### EXERCISE DETAILS:
Copy out every line of the items below in which the string "brackets" appears.

### SUPPLIED INFORMATION:
-------

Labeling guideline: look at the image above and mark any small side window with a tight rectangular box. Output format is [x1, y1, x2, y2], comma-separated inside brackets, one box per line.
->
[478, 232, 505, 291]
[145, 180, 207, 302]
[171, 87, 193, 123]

-------

### RESULT OF THIS TASK:
Labeling guideline: look at the image above and mark any small side window with a tight rectangular box. Output format is [x1, y1, x2, y2], comma-separated inside brackets, one box per line.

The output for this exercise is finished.